● **Problem statement**: Locate the line containing "Query: rocky shore" in the material below; repeat it and every line after it, exactly as written.

--- Begin Records to use ---

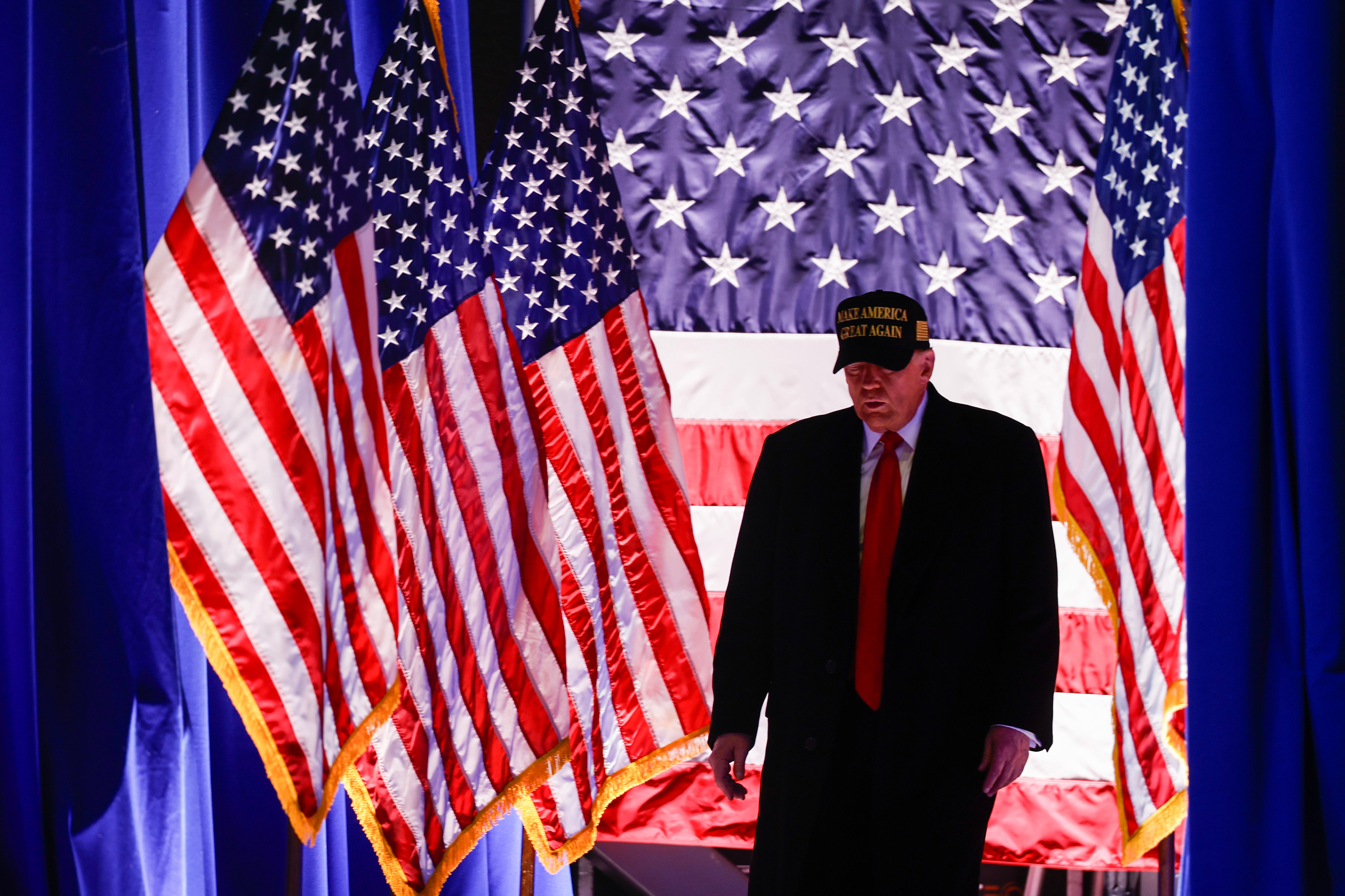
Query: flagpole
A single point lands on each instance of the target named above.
(1168, 866)
(294, 863)
(528, 868)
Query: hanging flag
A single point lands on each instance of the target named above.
(631, 580)
(485, 715)
(778, 159)
(1124, 450)
(270, 411)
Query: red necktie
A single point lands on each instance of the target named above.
(882, 520)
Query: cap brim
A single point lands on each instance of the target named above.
(891, 360)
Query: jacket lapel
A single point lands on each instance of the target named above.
(843, 462)
(922, 510)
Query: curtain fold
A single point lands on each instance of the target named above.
(1266, 449)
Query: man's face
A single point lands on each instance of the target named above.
(887, 400)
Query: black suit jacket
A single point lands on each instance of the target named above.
(973, 632)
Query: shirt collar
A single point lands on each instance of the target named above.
(909, 434)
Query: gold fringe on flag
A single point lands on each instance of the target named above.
(541, 771)
(1136, 844)
(625, 779)
(306, 827)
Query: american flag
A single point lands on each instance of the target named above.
(270, 411)
(1124, 449)
(778, 157)
(631, 580)
(486, 708)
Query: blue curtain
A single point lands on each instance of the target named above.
(124, 767)
(1266, 449)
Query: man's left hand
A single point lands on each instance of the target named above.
(1004, 758)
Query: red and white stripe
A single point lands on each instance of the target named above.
(631, 580)
(484, 644)
(275, 488)
(730, 392)
(1122, 473)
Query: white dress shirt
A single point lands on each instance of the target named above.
(906, 454)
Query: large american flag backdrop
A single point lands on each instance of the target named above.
(775, 158)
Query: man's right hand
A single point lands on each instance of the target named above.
(731, 753)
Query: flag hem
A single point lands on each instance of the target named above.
(521, 786)
(1171, 814)
(306, 827)
(618, 784)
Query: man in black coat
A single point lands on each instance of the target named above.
(903, 693)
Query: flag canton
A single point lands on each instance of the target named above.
(1141, 189)
(778, 158)
(428, 251)
(286, 151)
(549, 206)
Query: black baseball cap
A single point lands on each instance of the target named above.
(882, 329)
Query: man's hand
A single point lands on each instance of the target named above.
(1003, 761)
(732, 751)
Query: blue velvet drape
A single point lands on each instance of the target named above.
(1266, 450)
(123, 766)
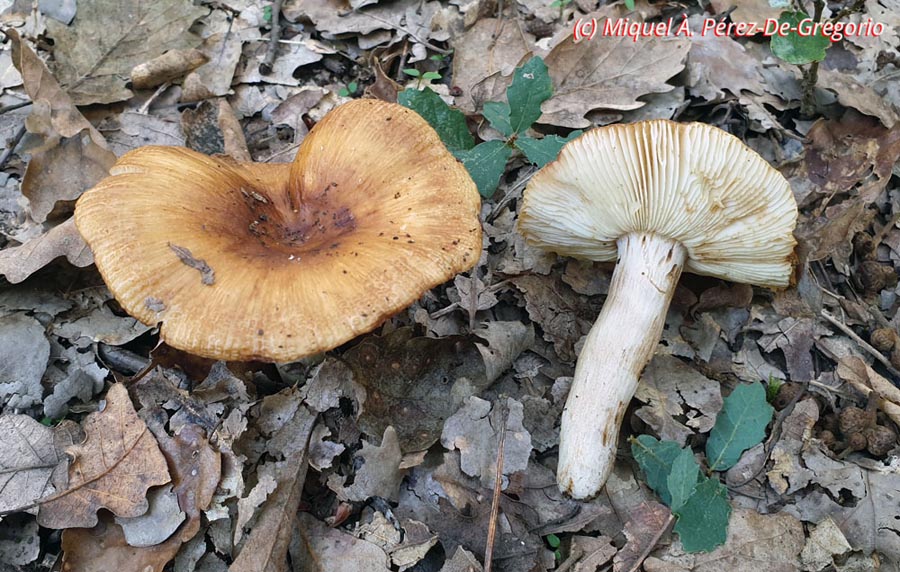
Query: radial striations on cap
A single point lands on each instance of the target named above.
(691, 182)
(276, 262)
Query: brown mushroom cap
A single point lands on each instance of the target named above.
(278, 261)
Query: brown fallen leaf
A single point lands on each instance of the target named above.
(212, 128)
(63, 172)
(324, 549)
(195, 469)
(860, 97)
(167, 67)
(19, 262)
(489, 47)
(643, 530)
(866, 380)
(95, 55)
(118, 461)
(266, 546)
(755, 542)
(33, 458)
(378, 475)
(608, 72)
(40, 85)
(104, 548)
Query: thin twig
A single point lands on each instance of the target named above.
(862, 343)
(146, 107)
(269, 60)
(652, 544)
(14, 106)
(13, 143)
(498, 485)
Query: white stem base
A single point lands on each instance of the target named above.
(615, 353)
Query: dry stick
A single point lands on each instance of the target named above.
(498, 483)
(14, 106)
(13, 143)
(652, 544)
(269, 60)
(863, 344)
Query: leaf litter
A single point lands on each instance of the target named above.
(209, 464)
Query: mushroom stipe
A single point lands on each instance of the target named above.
(658, 197)
(293, 259)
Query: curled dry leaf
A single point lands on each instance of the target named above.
(475, 431)
(24, 352)
(19, 262)
(378, 476)
(32, 453)
(118, 461)
(608, 72)
(95, 55)
(331, 549)
(755, 542)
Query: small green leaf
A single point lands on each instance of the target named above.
(497, 114)
(682, 479)
(531, 86)
(655, 458)
(703, 520)
(740, 425)
(486, 163)
(795, 48)
(449, 123)
(542, 151)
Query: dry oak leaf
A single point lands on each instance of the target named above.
(95, 55)
(19, 262)
(113, 468)
(608, 72)
(31, 454)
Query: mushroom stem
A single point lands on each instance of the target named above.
(615, 353)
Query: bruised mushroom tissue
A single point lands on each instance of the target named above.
(302, 256)
(658, 197)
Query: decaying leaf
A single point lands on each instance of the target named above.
(118, 461)
(676, 391)
(475, 431)
(24, 353)
(755, 542)
(643, 529)
(488, 49)
(608, 72)
(19, 262)
(95, 55)
(32, 453)
(415, 383)
(325, 548)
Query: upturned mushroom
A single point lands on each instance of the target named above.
(658, 197)
(242, 261)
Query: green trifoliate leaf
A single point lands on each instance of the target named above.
(703, 520)
(486, 163)
(655, 458)
(449, 123)
(497, 114)
(798, 45)
(682, 479)
(741, 424)
(531, 86)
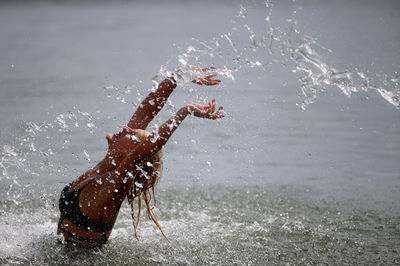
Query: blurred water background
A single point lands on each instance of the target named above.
(304, 168)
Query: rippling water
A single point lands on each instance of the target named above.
(303, 169)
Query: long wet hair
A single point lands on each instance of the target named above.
(143, 187)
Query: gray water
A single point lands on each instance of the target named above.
(304, 168)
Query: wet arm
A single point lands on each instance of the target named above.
(157, 140)
(152, 104)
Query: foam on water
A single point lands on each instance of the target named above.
(219, 225)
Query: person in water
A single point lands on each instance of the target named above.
(131, 169)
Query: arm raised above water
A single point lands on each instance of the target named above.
(156, 100)
(155, 141)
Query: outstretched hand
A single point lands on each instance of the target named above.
(206, 111)
(205, 80)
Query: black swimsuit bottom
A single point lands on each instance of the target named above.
(69, 208)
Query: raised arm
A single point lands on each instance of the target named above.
(156, 100)
(152, 104)
(157, 140)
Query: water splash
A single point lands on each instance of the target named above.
(298, 51)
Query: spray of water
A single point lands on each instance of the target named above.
(297, 51)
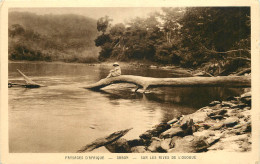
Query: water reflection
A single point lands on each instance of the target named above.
(48, 119)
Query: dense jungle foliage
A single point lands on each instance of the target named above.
(66, 38)
(217, 39)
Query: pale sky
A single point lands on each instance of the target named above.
(118, 14)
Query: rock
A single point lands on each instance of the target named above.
(231, 121)
(155, 144)
(139, 149)
(243, 137)
(246, 113)
(135, 142)
(155, 132)
(213, 140)
(159, 129)
(172, 121)
(247, 108)
(247, 127)
(216, 107)
(166, 144)
(146, 135)
(248, 94)
(228, 104)
(174, 131)
(204, 133)
(189, 144)
(197, 117)
(213, 103)
(218, 112)
(119, 146)
(219, 117)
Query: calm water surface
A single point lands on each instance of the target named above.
(63, 117)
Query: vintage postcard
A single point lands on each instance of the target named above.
(130, 81)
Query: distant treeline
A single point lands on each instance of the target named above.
(217, 38)
(214, 38)
(68, 38)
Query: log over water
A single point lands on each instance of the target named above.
(150, 82)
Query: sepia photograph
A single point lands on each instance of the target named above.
(129, 80)
(141, 82)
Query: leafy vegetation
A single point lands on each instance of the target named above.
(216, 39)
(66, 38)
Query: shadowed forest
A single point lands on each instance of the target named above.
(214, 39)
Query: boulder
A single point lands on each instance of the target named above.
(217, 126)
(218, 112)
(213, 140)
(135, 142)
(213, 103)
(172, 121)
(166, 144)
(139, 149)
(204, 133)
(231, 121)
(155, 144)
(119, 146)
(189, 144)
(155, 132)
(174, 131)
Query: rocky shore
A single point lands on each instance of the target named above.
(220, 126)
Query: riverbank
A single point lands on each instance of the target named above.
(220, 126)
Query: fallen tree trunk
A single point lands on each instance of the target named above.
(150, 82)
(104, 141)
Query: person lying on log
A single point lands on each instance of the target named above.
(116, 71)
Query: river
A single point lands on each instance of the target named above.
(63, 117)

--- End Records to use ---

● **Reply**:
Query: rocky shore
A single point lands on each instance of the target named above.
(220, 126)
Query: riverbank
A single point lands on each instance of the target named above.
(220, 126)
Query: fallen tree trunk
A single point lands on each instance of the target named above.
(150, 82)
(104, 141)
Query: person lying on log
A single point lands on each instance of the target named above.
(116, 71)
Query: river
A single point lands on each instance of the target named above.
(63, 117)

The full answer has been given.